Study text
------------------------------------------------------------
Analysing sequence data
The primary data of sequencing projects are DNA sequences. These become only really valuable through their annotation. Several layers of analysis with bioinformatics tools are necessary to arrive from a raw DNA sequence at an annotated protein sequences:
- establish the correct order of sequence contigs to obtain one continuous sequence;
- find the tranlation and transcription initiation sites, find promoter sites, define open reading frames (ORF);
- find splice sites, introns, exons;
- translate the DNA sequence into a protein sequence, searching all six frames;
- compare the DNA sequence to known protein sequences in order to verify exons etc with homologuous sequences.
The protein sequences are further analysed to predict function. The function can often be inferred if a sequence of a homologous protein with known function can be found. Homology searches are the predominant bioinformatics application, and very efficient search methods have been developed [3]. The often difficult distinction between orthologous sequences and paralogous sequences facilitates the functional annotation in the comparison of whole genomes. Several methods detect glycolysation, myristylation and other sites, and the prediction of signal peptides in the amino acid sequence give valuable information about the subcellular location of a protein.
Families of similar sequences contain information on sequence evolution in the form of specific conservation patters at all sequence positions. Multiple sequence alignments are useful for
- building sequence profiles or Hidden Markov Models to perform more sensitive homology searches. A sequence profile contains information about the variability of every sequence position. improving structure prediction methods (secondary structure prediction). Sequence profile searches have become readily available through the introduction of PsiBLAST [3];
- studying evolutionary aspects, by the construction of phylogenetic trees from the pairwise differences between sequences: for example, the classification with 70S, 30S RNAs established the separate kingdom of archeae;
- determining active site residues, and residues specifc for subfamilies;
- predicting protein-protein interactions;
- analysing single nucleotide polymorphisms to hunt for genetic sources of deseases.
------------------------------------------------------------
Given records
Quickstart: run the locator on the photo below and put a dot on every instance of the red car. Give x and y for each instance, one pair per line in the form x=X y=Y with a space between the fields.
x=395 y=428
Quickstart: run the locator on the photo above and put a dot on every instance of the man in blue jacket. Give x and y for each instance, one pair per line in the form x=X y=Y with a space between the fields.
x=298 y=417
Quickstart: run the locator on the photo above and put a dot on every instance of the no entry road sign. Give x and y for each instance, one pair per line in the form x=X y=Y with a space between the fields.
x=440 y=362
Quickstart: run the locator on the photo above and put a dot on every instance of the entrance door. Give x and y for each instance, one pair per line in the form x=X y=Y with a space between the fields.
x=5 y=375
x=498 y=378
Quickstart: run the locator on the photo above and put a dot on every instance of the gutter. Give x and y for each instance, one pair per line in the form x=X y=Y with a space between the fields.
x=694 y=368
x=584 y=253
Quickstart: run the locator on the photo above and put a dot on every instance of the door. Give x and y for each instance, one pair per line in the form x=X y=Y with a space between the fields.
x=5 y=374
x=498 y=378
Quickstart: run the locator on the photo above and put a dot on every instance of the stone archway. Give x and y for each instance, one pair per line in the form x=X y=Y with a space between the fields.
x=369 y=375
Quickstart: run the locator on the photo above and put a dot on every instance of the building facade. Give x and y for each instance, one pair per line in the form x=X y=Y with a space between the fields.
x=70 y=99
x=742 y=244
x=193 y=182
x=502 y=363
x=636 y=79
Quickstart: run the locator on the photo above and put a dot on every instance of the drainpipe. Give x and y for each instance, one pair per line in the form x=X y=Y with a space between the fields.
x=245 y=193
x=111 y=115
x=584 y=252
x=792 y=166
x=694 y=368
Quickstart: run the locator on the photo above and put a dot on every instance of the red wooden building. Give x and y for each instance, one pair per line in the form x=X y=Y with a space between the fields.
------------------------------------------------------------
Exercise set
• A. Say whether each statement agrees with the sequence-data text, answering yes or no and quoting the words that decide it: (i) Homology searches are the main use of bioinformatics. (ii) To get a protein sequence, the DNA sequence is translated in three frames. (iii) A sequence profile holds information on how much each sequence position varies.
• B. Echo the sequence-data text starting at "Analysing sequence data" and ending at "with homologuous sequences.".
The records have nothing to do with the sequence-data text.

Results for the exercise
• A.
(i) Yes: "Homology searches are the predominant bioinformatics application"
(ii) No: "translate the DNA sequence into a protein sequence, searching all six frames"
(iii) Yes: "A sequence profile contains information about the variability of every sequence position."

• B.
Analysing sequence data
The primary data of sequencing projects are DNA sequences. These become only really valuable through their annotation. Several layers of analysis with bioinformatics tools are necessary to arrive from a raw DNA sequence at an annotated protein sequences:
- establish the correct order of sequence contigs to obtain one continuous sequence;
- find the tranlation and transcription initiation sites, find promoter sites, define open reading frames (ORF);
- find splice sites, introns, exons;
- translate the DNA sequence into a protein sequence, searching all six frames;
- compare the DNA sequence to known protein sequences in order to verify exons etc with homologuous sequences.